- **PROMPT A**:
List every number that appears in the passage on spinal cord injury research.
- **PROMPT B**:
Continue the passage on spinal cord injury research from its final sentence.
***** DOCUMENT PASSAGE *****
Medical breakthroughs often give hope to people suffering from catastrophic injuries and illnesses in the United States, including those in Connecticut. A person suffering paralysis from a spinal cord injury, for instance, might soon be able to take advantage of possible new treatments to regain mobility.
Of the six million Americans suffering from some sort of paralysis, 1.3 million have suffered spinal cord injuries. Recently, four men who had been paralyzed from the chest down for more than two years regained their ability to move their feet and legs at will.
Although none of the men is able to walk yet, medical researchers showed that electronic spinal implants may be able to help many paralyzed people regain some movement, even those whose cases were deemed hopeless and who were not offered rehabilitation. The findings also challenge the major assumptions that spinal cord injury could only be treated by regenerating neurons or replacing those cells with stem cells.
The research results are considered a milestone. The implant provided electrical simulations similar to those produced by physical therapy, which shows that a paralyzed patient who has suffered a spinal cord injury can recover voluntary muscle movement.
***** DATA SECTION *****
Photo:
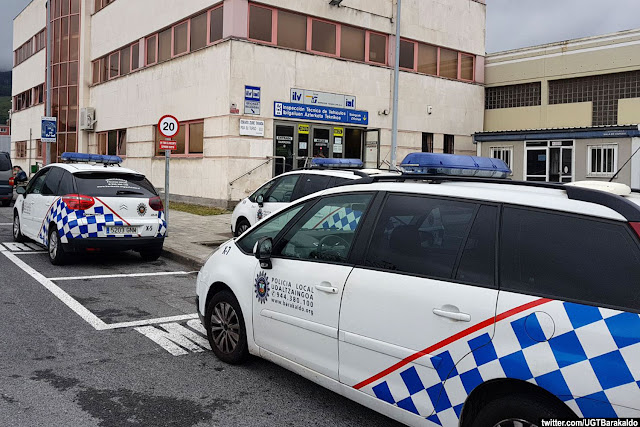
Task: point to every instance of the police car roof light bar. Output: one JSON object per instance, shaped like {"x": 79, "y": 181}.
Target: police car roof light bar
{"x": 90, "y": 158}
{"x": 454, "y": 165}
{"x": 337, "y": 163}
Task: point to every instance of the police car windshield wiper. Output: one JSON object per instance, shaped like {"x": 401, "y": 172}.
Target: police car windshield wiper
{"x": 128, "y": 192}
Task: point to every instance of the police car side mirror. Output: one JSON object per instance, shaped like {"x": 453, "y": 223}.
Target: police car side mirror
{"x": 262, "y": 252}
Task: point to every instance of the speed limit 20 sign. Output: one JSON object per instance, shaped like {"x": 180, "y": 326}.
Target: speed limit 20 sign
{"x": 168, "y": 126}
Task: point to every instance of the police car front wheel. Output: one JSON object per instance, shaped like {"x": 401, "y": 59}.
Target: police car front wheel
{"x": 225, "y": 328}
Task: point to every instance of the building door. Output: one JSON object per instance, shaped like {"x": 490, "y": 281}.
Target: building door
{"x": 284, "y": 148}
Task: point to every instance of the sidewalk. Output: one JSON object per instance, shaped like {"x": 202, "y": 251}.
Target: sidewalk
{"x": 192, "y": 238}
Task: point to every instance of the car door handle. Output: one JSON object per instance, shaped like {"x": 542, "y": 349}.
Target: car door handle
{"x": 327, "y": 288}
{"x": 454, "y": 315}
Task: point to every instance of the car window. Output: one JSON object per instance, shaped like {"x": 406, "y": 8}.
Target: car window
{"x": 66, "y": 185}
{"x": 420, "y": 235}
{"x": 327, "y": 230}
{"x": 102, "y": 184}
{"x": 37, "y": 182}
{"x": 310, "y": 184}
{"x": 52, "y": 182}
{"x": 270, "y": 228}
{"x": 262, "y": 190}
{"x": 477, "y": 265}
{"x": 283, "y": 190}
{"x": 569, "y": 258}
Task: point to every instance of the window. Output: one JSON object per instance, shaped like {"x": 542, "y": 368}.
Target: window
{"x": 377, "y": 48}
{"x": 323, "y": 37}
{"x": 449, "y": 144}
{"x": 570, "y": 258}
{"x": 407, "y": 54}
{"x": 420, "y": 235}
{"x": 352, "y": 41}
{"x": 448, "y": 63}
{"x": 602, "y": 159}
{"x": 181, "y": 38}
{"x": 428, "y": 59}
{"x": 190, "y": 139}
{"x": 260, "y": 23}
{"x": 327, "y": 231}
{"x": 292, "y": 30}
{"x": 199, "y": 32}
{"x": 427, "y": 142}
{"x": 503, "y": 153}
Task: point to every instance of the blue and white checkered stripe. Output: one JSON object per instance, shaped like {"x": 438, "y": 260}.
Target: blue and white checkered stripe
*****
***** DATA SECTION *****
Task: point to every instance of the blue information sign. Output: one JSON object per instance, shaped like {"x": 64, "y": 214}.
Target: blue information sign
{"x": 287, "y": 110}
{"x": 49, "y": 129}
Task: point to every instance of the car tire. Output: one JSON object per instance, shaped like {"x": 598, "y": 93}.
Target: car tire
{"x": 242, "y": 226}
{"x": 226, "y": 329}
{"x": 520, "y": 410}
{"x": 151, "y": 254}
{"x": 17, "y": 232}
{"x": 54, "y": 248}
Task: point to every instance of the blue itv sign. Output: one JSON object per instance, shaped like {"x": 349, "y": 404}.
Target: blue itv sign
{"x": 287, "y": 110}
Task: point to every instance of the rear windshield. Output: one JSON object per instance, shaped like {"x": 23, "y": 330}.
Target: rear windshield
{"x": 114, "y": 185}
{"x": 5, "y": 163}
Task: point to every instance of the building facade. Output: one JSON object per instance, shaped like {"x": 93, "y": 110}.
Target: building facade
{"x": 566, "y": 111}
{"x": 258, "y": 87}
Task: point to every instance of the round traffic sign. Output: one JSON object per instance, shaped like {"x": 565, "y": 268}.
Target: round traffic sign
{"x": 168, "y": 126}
*****
***** DATA SECTION *****
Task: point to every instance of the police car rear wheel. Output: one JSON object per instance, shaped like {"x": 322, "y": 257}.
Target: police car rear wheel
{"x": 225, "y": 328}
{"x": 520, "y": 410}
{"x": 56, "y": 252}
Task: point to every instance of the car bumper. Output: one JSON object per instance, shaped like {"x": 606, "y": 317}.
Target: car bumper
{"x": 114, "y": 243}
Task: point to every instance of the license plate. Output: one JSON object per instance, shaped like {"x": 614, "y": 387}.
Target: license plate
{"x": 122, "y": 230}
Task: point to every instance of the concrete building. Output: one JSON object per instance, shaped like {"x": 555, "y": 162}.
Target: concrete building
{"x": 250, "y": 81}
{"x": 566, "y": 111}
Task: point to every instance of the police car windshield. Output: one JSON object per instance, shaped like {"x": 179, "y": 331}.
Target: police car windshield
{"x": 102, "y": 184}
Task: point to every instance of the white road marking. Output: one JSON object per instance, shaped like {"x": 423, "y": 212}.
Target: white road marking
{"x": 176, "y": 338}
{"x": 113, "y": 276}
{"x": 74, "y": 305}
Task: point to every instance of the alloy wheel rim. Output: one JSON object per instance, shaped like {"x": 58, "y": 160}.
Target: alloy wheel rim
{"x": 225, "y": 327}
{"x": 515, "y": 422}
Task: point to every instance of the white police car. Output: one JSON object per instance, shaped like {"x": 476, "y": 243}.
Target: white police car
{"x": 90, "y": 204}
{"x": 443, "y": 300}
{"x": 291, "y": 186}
*****
- **ANSWER BOX A**:
six million, 1.3 million, four, two

- **ANSWER BOX B**:
One of the men was a baseball player who had been injured in a hit-and-run accident. He received his implant in 2009. Although his improvement received considerable media attention, the research team initially thought that the treatment would only benefit those patients with some sensitivity in their paralyzed limbs. But, after other patients showed signs of improvement, researchers found that better stimulators might ultimately help paralyzed patients learn to walk again.
Spinal cord injuries from accidents caused by negligent parties can be emotionally painful and costly because of medical expenses and lost wages. Fortunately, a victim can file a personal injury lawsuit against a negligent party and seek compensation.